● **Problem statement**
Update the records below, changing every instance of "Wildlife biologist" to "Field ecologist" and leaving all other text unchanged.

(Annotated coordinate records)
* * * *

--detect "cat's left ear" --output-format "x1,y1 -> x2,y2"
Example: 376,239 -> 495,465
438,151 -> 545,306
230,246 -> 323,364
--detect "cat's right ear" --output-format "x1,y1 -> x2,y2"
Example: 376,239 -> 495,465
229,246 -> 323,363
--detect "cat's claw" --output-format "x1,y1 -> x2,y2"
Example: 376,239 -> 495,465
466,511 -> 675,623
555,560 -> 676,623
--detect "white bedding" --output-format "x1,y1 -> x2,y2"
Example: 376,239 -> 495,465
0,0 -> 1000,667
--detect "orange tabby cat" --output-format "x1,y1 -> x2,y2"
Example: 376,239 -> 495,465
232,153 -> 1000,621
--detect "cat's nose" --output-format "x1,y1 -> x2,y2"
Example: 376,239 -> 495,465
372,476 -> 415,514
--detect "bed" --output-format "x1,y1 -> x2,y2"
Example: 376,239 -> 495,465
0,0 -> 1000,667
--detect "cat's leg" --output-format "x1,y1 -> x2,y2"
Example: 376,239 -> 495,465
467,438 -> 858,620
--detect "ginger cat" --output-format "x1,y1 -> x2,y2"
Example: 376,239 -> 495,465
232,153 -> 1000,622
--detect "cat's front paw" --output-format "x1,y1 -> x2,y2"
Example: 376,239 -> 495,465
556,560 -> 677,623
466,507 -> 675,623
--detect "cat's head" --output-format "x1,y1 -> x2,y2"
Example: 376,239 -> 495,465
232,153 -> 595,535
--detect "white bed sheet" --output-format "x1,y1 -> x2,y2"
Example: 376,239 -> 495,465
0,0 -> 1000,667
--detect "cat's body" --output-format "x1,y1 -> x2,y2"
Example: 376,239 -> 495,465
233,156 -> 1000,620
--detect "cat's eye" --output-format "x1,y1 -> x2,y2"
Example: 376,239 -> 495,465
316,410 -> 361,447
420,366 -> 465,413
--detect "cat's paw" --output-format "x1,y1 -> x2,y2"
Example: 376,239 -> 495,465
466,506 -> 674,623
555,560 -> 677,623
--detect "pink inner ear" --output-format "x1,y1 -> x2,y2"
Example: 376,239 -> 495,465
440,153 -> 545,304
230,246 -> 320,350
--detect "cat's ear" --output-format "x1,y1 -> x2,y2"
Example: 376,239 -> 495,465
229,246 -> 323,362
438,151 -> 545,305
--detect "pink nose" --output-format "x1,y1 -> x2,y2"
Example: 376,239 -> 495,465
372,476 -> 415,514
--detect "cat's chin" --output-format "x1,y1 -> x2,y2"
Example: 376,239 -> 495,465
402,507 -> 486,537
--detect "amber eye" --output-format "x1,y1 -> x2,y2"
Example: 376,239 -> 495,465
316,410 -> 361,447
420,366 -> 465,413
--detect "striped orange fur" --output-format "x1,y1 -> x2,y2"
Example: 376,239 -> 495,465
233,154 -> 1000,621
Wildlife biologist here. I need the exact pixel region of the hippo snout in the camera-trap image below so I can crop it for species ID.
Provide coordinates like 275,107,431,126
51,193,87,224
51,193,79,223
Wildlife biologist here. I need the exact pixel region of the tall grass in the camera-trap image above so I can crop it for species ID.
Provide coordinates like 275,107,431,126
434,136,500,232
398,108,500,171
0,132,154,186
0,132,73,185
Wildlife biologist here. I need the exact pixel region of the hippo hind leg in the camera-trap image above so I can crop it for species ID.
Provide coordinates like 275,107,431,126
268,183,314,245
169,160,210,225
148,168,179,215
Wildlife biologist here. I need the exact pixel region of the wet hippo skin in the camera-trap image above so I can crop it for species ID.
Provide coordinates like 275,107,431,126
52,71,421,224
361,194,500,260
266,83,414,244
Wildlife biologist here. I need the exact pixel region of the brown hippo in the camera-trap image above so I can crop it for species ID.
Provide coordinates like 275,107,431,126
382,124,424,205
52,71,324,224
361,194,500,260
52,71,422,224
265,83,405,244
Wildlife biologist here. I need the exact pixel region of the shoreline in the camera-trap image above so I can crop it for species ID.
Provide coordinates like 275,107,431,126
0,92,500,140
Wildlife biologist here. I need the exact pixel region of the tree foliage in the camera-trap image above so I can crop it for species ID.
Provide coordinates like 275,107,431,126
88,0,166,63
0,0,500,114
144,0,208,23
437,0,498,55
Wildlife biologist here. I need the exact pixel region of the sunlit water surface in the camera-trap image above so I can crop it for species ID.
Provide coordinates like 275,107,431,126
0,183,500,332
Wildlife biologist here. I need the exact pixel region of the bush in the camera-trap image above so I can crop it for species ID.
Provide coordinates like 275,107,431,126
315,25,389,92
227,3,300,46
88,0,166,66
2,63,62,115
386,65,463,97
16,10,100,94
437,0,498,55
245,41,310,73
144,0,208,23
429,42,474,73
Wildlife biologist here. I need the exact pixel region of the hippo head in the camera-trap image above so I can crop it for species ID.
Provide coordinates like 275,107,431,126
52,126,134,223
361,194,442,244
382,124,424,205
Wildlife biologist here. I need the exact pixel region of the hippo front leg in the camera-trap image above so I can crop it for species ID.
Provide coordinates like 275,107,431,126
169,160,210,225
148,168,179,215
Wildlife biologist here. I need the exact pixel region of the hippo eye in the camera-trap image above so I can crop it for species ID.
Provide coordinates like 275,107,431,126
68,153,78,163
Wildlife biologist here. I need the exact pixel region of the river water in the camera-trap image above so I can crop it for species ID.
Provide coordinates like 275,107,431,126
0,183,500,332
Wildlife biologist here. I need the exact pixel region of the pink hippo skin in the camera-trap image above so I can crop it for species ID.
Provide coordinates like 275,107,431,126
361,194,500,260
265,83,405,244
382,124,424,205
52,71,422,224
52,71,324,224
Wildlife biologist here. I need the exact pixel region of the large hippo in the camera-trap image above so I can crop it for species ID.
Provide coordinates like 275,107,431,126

* * * *

● **Worked answer**
--detect "cat's left ear" --output-format "x1,y1 -> x2,y2"
Example: 376,239 -> 495,465
438,151 -> 545,306
230,246 -> 323,364
--detect "cat's right ear" --output-format "x1,y1 -> x2,y2"
Example: 376,239 -> 495,465
229,246 -> 323,363
--detect "cat's claw" --output-format "x1,y1 -> x2,y2"
Example: 376,239 -> 495,465
466,511 -> 675,623
555,560 -> 676,623
--detect "white bedding" --output-format "x1,y1 -> x2,y2"
Example: 376,239 -> 495,465
0,0 -> 1000,667
--detect "orange tabby cat" --output-format "x1,y1 -> x2,y2"
Example: 376,239 -> 495,465
232,153 -> 1000,621
--detect "cat's nose" --output-format "x1,y1 -> x2,y2"
Example: 376,239 -> 495,465
372,476 -> 415,514
--detect "bed" --output-format "x1,y1 -> x2,y2"
Example: 376,239 -> 495,465
0,0 -> 1000,667
--detect "cat's leg" --output-format "x1,y1 -> x2,y2"
Example: 376,239 -> 495,465
467,438 -> 858,620
--detect "ginger cat" --output-format "x1,y1 -> x2,y2"
Example: 376,239 -> 495,465
232,153 -> 1000,622
--detect "cat's front paw" --output-format "x1,y1 -> x2,y2"
Example: 376,239 -> 495,465
556,560 -> 677,623
466,507 -> 675,623
--detect "cat's head" --output-format "x1,y1 -> x2,y2"
Example: 376,239 -> 495,465
232,153 -> 595,535
--detect "white bed sheet" --output-format "x1,y1 -> x2,y2"
Example: 376,239 -> 495,465
0,0 -> 1000,667
--detect "cat's body" --output-format "x1,y1 -> x2,y2"
Example: 376,239 -> 495,465
233,156 -> 1000,620
--detect "cat's eye" --output-format "x1,y1 -> x2,y2"
Example: 376,239 -> 495,465
316,410 -> 361,447
420,366 -> 465,413
--detect "cat's paw" --output-format "x1,y1 -> x2,y2"
Example: 376,239 -> 495,465
466,506 -> 674,623
555,560 -> 677,623
--detect "pink inner ear" --output-format "x1,y1 -> x2,y2"
Example: 376,239 -> 495,465
440,153 -> 545,304
230,246 -> 320,350
--detect "cat's ear" --output-format "x1,y1 -> x2,y2"
Example: 376,239 -> 495,465
229,246 -> 323,362
438,151 -> 545,305
--detect "pink nose" --output-format "x1,y1 -> x2,y2"
Example: 376,239 -> 495,465
372,476 -> 415,514
--detect "cat's chin" --output-format "x1,y1 -> x2,y2"
Example: 376,239 -> 495,465
402,507 -> 486,537
--detect "amber eye" --output-format "x1,y1 -> x2,y2"
Example: 376,239 -> 495,465
316,410 -> 361,447
420,366 -> 465,413
--detect "striped orange fur" --output-format "x1,y1 -> x2,y2"
Example: 376,239 -> 495,465
233,154 -> 1000,621
Field ecologist here. I need the exact pixel region of the hippo snout in the camera-trap image below so I can crop it for species ID.
Provide coordinates like 275,107,431,126
51,193,87,224
51,193,79,223
Field ecologist here. I need the exact pixel region of the tall grass in the camera-trap image above so I can crop it for species ID.
Provide coordinates like 275,107,431,126
434,136,500,232
398,108,500,171
0,132,154,186
0,132,73,185
Field ecologist here. I need the exact pixel region of the hippo hind leg in the camera-trap image above so I can crop it for species ID.
Provide coordinates like 275,107,431,126
268,183,314,245
169,160,210,225
148,168,179,215
Field ecologist here. I need the exact pixel region of the wet hippo skin in the camera-trap image above so I can crop it for species ID.
Provide coordinates like 275,107,431,126
52,71,421,224
361,194,500,260
266,83,414,244
Field ecologist here. I need the exact pixel region of the brown hippo in the camera-trap image above so I can crop it for species ID.
Provide coordinates like 275,107,431,126
382,124,424,205
52,71,324,224
361,194,500,260
52,71,422,224
265,83,405,244
Field ecologist here. I need the exact pixel region of the shoreline in the camera-trap image above so I can crop it for species ID.
Provide coordinates like 275,107,431,126
0,92,500,140
Field ecologist here. I need the exact pixel region of the tree foliage in the camera-trap image above so I can crop it for species ID.
Provide coordinates like 275,107,431,126
88,0,166,63
0,0,500,114
144,0,208,23
437,0,498,55
Field ecologist here. I need the exact pixel region of the sunlit water surface in the camera-trap image above so I can crop it for species ID.
Provide coordinates like 275,107,431,126
0,183,500,332
Field ecologist here. I need the exact pixel region of the bush in the camera-trap image above so I can crop it for species ID.
Provide coordinates like 275,107,431,126
315,25,389,92
227,3,300,46
88,0,166,66
2,63,62,115
386,65,463,97
16,10,100,94
437,0,498,55
245,41,310,73
144,0,208,23
429,42,474,73
Field ecologist here. I need the exact pixel region of the hippo head in the camera-trap image above so I can crop it for species ID.
Provide coordinates like 275,107,431,126
52,126,134,223
361,194,442,244
382,124,424,205
Field ecologist here. I need the exact pixel region of the hippo front leg in the camera-trap image above so I can crop it for species ID.
Provide coordinates like 275,107,431,126
169,160,210,225
148,168,179,215
Field ecologist here. I need the exact pixel region of the hippo eye in the camera-trap image above so I can crop it for species ID.
Provide coordinates like 275,107,431,126
68,153,78,163
Field ecologist here. I need the exact pixel region of the river water in the camera-trap image above so I can crop it for species ID.
Provide coordinates like 275,107,431,126
0,183,500,332
Field ecologist here. I need the exact pixel region of the pink hippo skin in the camera-trap image above so I can crop it for species ID.
Provide coordinates like 275,107,431,126
361,194,500,260
265,83,405,244
382,124,424,205
52,71,422,224
52,71,324,224
Field ecologist here. I need the exact pixel region of the large hippo in the camera-trap image above so I can crop it for species ID.
Provide coordinates like 275,107,431,126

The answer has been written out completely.